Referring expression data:
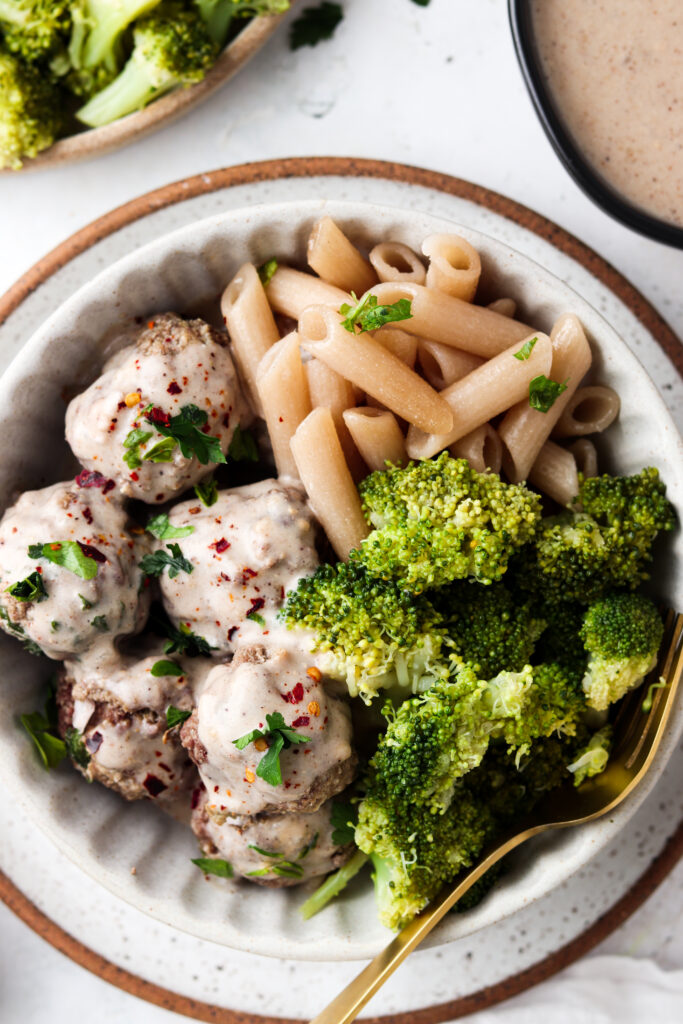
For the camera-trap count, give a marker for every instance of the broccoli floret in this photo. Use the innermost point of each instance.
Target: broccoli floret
(376, 635)
(605, 543)
(622, 634)
(30, 111)
(438, 520)
(593, 758)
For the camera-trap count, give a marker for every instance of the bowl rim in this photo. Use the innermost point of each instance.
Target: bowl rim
(588, 179)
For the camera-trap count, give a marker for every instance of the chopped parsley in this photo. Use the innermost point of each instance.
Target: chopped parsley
(279, 736)
(155, 563)
(543, 393)
(315, 25)
(367, 314)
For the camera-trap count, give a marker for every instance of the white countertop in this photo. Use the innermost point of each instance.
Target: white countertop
(434, 86)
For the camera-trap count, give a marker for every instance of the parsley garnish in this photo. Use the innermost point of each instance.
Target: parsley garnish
(207, 491)
(368, 315)
(314, 25)
(155, 563)
(525, 350)
(160, 527)
(214, 865)
(70, 555)
(31, 589)
(279, 736)
(543, 393)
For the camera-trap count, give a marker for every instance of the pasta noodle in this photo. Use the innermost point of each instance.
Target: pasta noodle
(284, 392)
(524, 430)
(455, 266)
(338, 261)
(489, 389)
(331, 489)
(377, 436)
(481, 448)
(591, 411)
(250, 324)
(393, 261)
(370, 366)
(290, 291)
(554, 473)
(453, 322)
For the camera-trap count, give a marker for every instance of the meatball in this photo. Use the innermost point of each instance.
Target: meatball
(296, 847)
(50, 542)
(174, 364)
(233, 700)
(247, 550)
(118, 709)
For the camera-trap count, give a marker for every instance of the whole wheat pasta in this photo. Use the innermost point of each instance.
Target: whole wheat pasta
(489, 389)
(586, 455)
(591, 411)
(250, 324)
(377, 436)
(481, 448)
(336, 260)
(453, 322)
(331, 489)
(291, 291)
(554, 473)
(455, 266)
(370, 366)
(394, 261)
(283, 389)
(328, 389)
(442, 365)
(524, 430)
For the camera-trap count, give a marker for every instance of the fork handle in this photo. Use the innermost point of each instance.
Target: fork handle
(349, 1003)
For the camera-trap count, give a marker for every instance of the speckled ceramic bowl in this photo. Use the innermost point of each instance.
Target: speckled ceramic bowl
(185, 270)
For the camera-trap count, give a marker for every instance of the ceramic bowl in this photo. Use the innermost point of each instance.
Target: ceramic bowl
(186, 270)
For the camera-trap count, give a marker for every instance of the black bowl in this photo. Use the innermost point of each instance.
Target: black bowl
(563, 144)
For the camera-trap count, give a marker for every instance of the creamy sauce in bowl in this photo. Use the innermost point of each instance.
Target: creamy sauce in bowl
(614, 71)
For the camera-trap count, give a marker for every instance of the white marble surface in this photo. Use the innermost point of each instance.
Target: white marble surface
(435, 86)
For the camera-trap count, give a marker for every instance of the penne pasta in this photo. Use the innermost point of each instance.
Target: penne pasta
(290, 291)
(284, 392)
(590, 411)
(370, 366)
(481, 448)
(328, 389)
(336, 260)
(393, 261)
(250, 325)
(332, 493)
(524, 430)
(377, 436)
(554, 473)
(453, 322)
(442, 365)
(489, 389)
(455, 266)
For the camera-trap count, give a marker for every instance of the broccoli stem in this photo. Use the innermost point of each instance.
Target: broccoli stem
(333, 885)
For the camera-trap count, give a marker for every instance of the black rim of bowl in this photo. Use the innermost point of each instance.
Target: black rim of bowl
(587, 179)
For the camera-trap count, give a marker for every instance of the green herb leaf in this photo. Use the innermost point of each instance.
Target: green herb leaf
(160, 527)
(525, 350)
(543, 392)
(207, 491)
(368, 315)
(31, 589)
(314, 25)
(155, 563)
(243, 446)
(214, 865)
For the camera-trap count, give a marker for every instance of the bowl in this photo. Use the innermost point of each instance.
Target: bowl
(186, 270)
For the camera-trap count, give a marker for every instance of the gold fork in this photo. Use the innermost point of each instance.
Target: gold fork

• [What needs to be done]:
Please return only the lines above, starting at the line that has "Target: meatball" and ending at the line that has "of the whole", keeping both and leaving each one unchanged.

• [Task answer]:
Target: meatball
(296, 847)
(50, 542)
(174, 364)
(233, 700)
(247, 550)
(118, 709)
For the camera-trap count, give a marker for every instance of the whole wheat pasta in this photo. Use the innermost point of each instance.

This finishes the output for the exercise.